> Objective A:
Report every line of the listing below that contains the word "sleeve", copying each such line in full.

━━━━━━━━━━

Touching the Old
I’m in Oxford right now, for the Global Catastrophic Risks conference.
There’s a psychological impact in walking down a street where where any given building might be older than your whole country.
Toby Ord and Anders Sandberg pointed out to me an old church tower in Oxford, that is a thousand years old.
At the risk conference I heard a talk from someone talking about what the universe will look like in 10100 years (barring intelligent modification thereof, which he didn’t consider).
The psychological impact of seeing that old church tower was greater. I’m not defending this reaction, only admitting it.
I haven’t traveled as much as I would travel if I were free to follow my whims; I’ve never seen the Pyramids. I don’t think I’ve ever touched anything that has endured in the world for longer than that church tower.
A thousand years… I’ve lived less than half of 70, and sometimes it seems like a long time to me. What would it be like, to be as old as that tower? To have lasted through that much of the world, that much history and that much change?
Transhumanism does scare me. I shouldn’t wonder if it scares me more than it scares arch-luddites like Leon Kass. Kass doesn’t take it seriously; he doesn’t expect to live that long.
Yet I know—and I doubt the thought ever occurred to Kass—that even if something scares you, you can still have the courage to confront it. Even time. Even life.
But sometimes it’s such a strange thought that our world really is that old.
The inverse failure of the logical fallacy of generalization from fictional evidence, is failure to generalize from things that actually happened. We see movies, and in the ancestral environment, what you saw with your own eyes was real; we have to avoid treating them as available examples.
Conversely, history books seem like writing on paper—but those are things that really happened, even if we hear about them selectively. What happened there was as real to the people who lived it, as your own life, and equally evidence.
Sometimes it’s such a strange thought that the people in the history books really lived and experienced and died—that there’s so much more depth to history than anything I’ve seen with my own eyes; so much more life than anything I’ve lived.
“I don’t think I’ve ever touched anything that has endured in the world for longer than that church tower.”
Nitpick: This probably holds true for things of human construction, but there are obviously rocks, bits of dirt, etc. that have endured for far longer than a thousand years.
I also find it helpful to think that evolution works on timescales much greater than 1000 years, so the people that built that church tower were just as smart as us. i.e. they weren’t stupid savages, they were just low tech versions of us.
“There is no excuse for anyone who is not illiterate who is less than three thousand years old in mind.”
Quote, from memory but should be very close, from B H Liddell-Hart, “Why Don’t We Learn from History?”
Eliezer: Don’t you live in a town called “Redwood”. Aren’t half the trees around your home older than that church tower? I’m surprised you never went to Israel as a kid.
Still, traveling to Oxford last summer did touch me in that manner as well. Even more so Greece, which I identified with far more strongly than with Israel. Strangely, the movie “Pan’s Labyrinth” also produces that effect very nicely.
The interesting question is “What would it be like if we lived for 700 years instead of 70 years?”. This is more interesting than contemplating immortality because it pries open the issue of scaling. What changes by a factor of 10? What changes by a factor of 100? What changes by a factor of 3.162?
Presumably acient towers get a straight ten times less impressive.
Speed limits would be set much lower. You lose ten times as much when you die in a car accident so you would be willing to spend more time on your journey to avoid that.

━━━━━━━━━━

> Objective B:
Continue the discussion of the thousand-year-old Oxford church tower above, picking up from its final line about speed limits.

━━━━━━━━━━

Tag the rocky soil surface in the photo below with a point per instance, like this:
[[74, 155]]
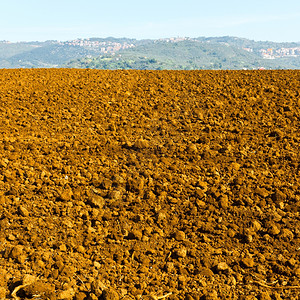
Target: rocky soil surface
[[149, 185]]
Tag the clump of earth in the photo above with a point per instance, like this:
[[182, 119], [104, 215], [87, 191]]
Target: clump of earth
[[149, 184]]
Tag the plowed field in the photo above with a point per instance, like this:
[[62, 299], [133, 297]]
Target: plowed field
[[149, 185]]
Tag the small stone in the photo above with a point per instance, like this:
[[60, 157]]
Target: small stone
[[135, 235], [2, 293], [297, 272], [256, 226], [80, 296], [262, 192], [11, 237], [81, 249], [248, 262], [205, 272], [192, 148], [278, 196], [63, 247], [224, 201], [179, 235], [23, 211], [97, 265], [115, 195], [29, 279], [182, 252], [222, 266], [16, 251], [141, 143], [274, 229], [211, 295], [67, 294], [286, 234], [110, 294], [66, 195], [265, 296], [95, 200]]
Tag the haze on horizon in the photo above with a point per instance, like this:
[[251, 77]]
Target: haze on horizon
[[35, 20]]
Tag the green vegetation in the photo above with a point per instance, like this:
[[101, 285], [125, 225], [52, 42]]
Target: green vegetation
[[122, 53]]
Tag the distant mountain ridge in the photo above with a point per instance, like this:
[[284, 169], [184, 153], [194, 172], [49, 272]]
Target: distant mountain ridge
[[169, 53]]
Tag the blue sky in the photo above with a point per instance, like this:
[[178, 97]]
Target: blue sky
[[40, 20]]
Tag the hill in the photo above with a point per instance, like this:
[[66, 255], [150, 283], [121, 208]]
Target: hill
[[170, 53]]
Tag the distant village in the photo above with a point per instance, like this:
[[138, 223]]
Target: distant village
[[277, 53], [112, 47], [103, 47]]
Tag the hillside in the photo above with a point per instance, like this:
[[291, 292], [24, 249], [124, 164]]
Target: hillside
[[149, 185], [169, 53]]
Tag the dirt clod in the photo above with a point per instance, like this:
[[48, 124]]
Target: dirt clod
[[163, 184]]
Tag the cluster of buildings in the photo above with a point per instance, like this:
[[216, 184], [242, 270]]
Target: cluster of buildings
[[175, 39], [102, 46], [271, 53]]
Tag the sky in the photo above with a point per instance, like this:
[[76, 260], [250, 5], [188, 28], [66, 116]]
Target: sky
[[41, 20]]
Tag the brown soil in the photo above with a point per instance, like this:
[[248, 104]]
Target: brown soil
[[149, 185]]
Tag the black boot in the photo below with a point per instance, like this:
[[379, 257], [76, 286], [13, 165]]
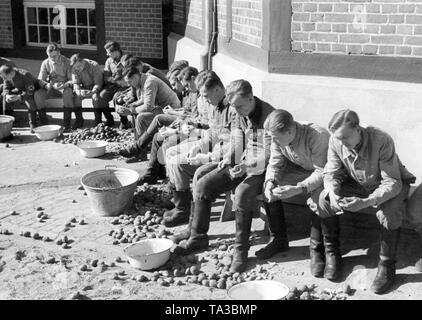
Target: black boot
[[153, 174], [67, 116], [241, 244], [97, 116], [124, 123], [109, 117], [198, 239], [386, 274], [331, 232], [180, 213], [79, 122], [316, 247], [43, 117], [32, 117], [185, 233], [278, 236]]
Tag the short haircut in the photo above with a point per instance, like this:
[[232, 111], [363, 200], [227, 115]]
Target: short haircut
[[6, 69], [188, 72], [53, 47], [343, 117], [241, 87], [112, 46], [279, 120], [130, 72], [209, 79], [75, 58]]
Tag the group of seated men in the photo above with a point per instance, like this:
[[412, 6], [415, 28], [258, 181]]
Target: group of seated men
[[208, 139]]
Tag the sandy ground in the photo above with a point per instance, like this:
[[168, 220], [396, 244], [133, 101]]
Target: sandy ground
[[43, 173]]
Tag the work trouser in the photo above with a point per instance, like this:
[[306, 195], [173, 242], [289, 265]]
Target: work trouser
[[69, 99], [144, 119], [389, 214]]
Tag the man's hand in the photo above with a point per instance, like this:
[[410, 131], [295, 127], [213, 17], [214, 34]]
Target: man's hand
[[354, 204], [193, 151], [268, 191], [286, 192], [238, 170]]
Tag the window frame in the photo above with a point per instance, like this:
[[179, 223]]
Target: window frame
[[63, 37]]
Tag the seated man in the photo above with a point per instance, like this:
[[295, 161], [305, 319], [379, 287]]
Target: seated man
[[56, 81], [19, 88], [362, 171], [173, 120], [298, 157], [88, 81], [152, 96], [241, 170], [208, 149]]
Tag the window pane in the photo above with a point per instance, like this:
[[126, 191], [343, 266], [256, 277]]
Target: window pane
[[92, 18], [32, 34], [32, 15], [82, 17], [93, 34], [71, 35], [70, 17], [44, 38], [42, 16], [55, 35], [82, 36]]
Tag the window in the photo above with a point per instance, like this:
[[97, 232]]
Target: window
[[72, 24]]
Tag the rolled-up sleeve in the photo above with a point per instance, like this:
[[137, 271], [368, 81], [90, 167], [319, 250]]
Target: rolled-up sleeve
[[334, 170], [319, 147], [391, 183]]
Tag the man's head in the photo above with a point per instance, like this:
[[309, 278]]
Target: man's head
[[113, 49], [7, 72], [53, 52], [344, 126], [187, 78], [77, 63], [281, 127], [210, 87], [240, 96], [132, 77]]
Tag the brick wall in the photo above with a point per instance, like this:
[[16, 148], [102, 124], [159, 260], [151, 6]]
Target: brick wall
[[370, 27], [6, 31], [247, 21], [136, 25]]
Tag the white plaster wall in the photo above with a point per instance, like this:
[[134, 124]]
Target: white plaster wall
[[395, 107]]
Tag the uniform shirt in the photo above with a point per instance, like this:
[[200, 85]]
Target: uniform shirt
[[249, 143], [374, 165], [54, 72], [308, 150], [217, 138], [91, 77], [152, 93], [23, 81]]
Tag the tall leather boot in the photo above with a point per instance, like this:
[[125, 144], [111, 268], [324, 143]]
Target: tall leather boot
[[198, 239], [180, 213], [331, 232], [67, 116], [241, 244], [32, 118], [109, 117], [386, 274], [185, 233], [43, 117], [316, 247], [79, 122], [278, 235], [97, 116]]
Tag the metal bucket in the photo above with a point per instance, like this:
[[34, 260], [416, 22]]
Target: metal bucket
[[110, 191], [6, 125]]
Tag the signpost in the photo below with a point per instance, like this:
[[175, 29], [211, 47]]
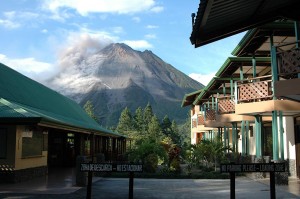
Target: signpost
[[253, 167], [110, 167]]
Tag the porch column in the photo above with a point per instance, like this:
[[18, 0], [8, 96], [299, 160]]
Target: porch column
[[219, 133], [247, 138], [273, 66], [258, 120], [281, 131], [275, 136], [243, 137], [234, 137], [254, 65], [297, 34]]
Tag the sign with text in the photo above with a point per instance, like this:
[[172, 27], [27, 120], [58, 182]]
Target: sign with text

━━━━━━━━━━

> Expected answer A:
Tag the rolled-up sleeve in the photo above with a point per instance, like this:
Target: rolled-up sleeve

> Expected answer B:
An academic could go into his subject ten times as deeply, or study ten different subjects. A longer life raised interesting questions about the depth versus breadth trade-off.
Proportional scaling suggests that we would study history ten times as long, but would we? We might no longer feel the need, because we would have so much more personal experience. Oppositely we might feel that we will have to live with the consequences of avoidable error for so much longer that we were willing to spend a greater proportion of our time learning the lessons of history.
Aside from the pretty well established benefits of having accurate historical information, is there anything about an appreciation of deep-time that is useful to us in the present? Is there something about the humbling experience of becoming aware of our temporal smallness that actually makes us better in some way, right now?
More specifically, are we really more apt to appreciate our piece of time if we are made aware of how relatively short it is? Or is “looking at old stuff” one of those events that gives us strange pleasure, but effects no real cognitive change? Humility without change is pride in disguise. I think someone said that once. If not, consider it coined.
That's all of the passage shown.